Data excerpts -

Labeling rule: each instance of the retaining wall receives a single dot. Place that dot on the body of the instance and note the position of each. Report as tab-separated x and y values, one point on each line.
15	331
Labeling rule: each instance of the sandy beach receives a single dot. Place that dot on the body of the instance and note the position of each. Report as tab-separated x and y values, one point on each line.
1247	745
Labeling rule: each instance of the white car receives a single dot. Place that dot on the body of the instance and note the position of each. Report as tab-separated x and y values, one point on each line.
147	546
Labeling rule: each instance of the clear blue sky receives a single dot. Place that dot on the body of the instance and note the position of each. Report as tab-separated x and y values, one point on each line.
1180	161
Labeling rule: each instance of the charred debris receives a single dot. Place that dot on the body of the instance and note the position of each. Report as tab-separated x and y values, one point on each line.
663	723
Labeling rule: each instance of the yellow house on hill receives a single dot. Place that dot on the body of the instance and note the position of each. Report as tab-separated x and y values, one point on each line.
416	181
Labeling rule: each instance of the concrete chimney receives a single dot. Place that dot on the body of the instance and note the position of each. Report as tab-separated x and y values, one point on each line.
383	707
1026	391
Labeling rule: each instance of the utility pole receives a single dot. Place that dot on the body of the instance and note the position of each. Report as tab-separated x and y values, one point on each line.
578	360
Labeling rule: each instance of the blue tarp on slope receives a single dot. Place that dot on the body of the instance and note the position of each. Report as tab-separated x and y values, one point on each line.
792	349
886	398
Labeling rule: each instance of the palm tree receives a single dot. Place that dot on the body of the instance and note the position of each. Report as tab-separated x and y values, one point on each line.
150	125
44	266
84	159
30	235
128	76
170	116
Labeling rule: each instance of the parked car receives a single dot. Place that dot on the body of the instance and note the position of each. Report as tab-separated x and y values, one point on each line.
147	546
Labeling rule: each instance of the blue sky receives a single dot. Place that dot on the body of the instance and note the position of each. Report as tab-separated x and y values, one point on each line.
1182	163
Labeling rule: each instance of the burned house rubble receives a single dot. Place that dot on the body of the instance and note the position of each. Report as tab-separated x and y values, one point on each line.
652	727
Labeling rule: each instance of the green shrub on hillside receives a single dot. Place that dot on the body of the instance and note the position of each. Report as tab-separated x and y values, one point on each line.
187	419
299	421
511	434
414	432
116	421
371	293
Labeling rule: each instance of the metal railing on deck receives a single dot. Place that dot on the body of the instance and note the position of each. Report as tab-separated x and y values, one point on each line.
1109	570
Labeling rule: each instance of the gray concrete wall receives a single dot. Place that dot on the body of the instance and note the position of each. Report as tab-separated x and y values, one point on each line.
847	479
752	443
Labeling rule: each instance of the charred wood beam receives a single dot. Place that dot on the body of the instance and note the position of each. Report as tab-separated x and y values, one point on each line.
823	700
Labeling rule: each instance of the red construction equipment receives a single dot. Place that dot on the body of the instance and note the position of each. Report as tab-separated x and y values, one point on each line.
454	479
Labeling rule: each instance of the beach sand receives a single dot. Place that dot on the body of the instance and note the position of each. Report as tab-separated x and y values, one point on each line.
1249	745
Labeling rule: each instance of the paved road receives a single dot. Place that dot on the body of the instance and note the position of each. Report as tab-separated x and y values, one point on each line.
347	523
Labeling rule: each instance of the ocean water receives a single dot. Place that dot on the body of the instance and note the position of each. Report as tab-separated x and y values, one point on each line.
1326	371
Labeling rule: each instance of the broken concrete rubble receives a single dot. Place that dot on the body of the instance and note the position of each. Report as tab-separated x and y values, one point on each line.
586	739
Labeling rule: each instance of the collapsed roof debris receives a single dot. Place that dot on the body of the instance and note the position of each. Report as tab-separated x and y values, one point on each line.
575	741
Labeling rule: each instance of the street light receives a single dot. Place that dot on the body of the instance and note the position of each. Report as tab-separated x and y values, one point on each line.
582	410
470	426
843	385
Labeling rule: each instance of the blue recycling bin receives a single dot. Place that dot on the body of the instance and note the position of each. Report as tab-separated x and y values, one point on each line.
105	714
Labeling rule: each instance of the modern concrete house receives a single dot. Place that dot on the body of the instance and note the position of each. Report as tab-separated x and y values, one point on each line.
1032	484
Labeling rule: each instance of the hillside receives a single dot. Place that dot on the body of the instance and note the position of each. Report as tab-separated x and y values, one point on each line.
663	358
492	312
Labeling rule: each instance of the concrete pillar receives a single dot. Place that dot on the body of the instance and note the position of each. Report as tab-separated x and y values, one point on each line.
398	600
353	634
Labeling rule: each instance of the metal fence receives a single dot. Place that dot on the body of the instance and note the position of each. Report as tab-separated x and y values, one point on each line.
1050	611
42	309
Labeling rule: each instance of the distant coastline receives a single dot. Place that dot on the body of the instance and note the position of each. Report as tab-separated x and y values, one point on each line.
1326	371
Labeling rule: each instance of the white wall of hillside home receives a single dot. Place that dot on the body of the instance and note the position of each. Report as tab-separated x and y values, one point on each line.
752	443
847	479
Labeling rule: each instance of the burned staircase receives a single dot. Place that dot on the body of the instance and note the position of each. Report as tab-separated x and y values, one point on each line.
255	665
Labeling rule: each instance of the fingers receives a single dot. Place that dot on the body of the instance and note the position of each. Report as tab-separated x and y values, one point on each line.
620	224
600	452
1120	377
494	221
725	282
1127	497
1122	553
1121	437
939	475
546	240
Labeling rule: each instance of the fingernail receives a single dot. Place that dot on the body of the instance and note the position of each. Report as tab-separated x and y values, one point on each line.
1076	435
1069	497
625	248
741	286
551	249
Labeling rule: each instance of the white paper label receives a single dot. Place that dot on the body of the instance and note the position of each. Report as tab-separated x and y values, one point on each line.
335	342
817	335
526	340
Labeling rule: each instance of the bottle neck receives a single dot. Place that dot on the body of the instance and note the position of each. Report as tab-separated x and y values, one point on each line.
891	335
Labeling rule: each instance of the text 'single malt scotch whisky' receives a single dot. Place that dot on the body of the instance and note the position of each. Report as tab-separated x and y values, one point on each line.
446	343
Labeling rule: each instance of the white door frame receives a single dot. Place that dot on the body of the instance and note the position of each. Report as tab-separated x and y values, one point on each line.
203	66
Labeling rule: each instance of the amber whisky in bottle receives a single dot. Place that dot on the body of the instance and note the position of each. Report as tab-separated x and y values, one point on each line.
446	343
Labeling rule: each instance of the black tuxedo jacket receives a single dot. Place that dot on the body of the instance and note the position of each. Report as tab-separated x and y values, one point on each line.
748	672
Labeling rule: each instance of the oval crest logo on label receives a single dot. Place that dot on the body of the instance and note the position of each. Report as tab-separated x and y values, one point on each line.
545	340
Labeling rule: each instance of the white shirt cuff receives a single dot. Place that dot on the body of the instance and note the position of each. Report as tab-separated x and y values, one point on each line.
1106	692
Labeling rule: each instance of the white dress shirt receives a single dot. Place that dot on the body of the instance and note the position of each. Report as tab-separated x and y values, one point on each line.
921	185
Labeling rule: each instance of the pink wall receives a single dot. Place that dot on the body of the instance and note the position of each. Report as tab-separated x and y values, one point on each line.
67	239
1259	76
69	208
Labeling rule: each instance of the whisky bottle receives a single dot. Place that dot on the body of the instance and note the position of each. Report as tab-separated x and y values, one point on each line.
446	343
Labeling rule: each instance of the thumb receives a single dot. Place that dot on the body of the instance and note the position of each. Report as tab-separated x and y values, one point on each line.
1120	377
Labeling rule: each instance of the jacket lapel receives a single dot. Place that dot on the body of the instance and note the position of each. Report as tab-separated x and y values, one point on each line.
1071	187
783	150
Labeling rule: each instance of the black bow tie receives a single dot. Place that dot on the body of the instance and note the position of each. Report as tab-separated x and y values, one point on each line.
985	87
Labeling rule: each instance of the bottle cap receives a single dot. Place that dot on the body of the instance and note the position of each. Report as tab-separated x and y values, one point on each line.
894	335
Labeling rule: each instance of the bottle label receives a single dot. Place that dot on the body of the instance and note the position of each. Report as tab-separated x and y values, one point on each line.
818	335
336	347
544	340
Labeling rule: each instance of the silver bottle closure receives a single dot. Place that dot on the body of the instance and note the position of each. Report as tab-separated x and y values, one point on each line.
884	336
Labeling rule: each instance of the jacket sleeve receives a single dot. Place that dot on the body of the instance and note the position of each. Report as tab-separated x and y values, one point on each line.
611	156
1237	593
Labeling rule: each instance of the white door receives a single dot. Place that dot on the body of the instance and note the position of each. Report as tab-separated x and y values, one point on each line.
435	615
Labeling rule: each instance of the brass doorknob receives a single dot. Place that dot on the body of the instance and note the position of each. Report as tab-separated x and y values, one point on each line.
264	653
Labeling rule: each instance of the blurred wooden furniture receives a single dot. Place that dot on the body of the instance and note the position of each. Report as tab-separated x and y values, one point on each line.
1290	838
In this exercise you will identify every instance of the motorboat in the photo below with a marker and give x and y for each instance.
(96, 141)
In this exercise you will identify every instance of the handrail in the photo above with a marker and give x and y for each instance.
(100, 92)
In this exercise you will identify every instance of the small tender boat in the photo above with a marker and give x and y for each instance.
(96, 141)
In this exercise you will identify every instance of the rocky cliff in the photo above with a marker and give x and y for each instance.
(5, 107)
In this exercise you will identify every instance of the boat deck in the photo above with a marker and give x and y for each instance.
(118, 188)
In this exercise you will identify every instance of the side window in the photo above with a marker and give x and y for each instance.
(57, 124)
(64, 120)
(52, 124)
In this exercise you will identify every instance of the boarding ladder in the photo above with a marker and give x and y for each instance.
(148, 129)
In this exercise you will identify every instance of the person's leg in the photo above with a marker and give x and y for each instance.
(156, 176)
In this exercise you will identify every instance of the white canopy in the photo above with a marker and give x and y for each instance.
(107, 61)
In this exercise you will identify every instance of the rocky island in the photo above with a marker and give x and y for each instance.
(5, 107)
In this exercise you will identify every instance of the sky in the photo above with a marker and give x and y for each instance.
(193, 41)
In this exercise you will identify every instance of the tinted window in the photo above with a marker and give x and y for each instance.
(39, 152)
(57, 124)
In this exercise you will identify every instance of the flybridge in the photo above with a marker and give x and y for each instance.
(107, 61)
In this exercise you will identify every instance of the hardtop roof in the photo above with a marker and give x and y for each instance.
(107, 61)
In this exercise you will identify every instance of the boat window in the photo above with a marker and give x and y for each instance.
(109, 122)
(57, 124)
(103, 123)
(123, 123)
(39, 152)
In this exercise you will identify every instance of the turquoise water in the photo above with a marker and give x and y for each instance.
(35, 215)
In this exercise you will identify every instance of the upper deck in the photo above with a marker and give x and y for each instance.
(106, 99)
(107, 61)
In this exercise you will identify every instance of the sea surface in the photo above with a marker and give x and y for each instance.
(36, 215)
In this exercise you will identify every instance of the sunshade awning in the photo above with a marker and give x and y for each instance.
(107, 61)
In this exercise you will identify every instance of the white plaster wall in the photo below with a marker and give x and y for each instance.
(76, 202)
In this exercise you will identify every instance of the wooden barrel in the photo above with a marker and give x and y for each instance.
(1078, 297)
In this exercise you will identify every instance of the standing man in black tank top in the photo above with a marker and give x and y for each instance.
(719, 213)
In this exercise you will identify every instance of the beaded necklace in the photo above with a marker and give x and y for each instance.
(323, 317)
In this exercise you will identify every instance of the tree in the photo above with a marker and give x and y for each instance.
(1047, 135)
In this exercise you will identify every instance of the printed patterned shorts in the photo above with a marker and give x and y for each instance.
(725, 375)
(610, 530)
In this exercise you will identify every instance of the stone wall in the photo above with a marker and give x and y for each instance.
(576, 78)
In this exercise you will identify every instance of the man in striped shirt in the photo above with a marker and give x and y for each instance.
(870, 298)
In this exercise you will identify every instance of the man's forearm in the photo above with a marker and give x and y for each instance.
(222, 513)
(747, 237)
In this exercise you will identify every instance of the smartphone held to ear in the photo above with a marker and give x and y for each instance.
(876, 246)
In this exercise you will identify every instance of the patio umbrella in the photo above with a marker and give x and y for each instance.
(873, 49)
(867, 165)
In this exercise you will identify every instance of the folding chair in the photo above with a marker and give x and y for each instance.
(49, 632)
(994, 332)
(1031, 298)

Task prompt - Write out each line exactly, starting with the line that contains "In this exercise you will identify every instance of the folding" and stopping after the last line of the data.

Output for this exercise -
In this exercise you will identify every instance of the folding chair in the photo above with a marker and give x and y for each instance.
(49, 632)
(994, 332)
(1031, 298)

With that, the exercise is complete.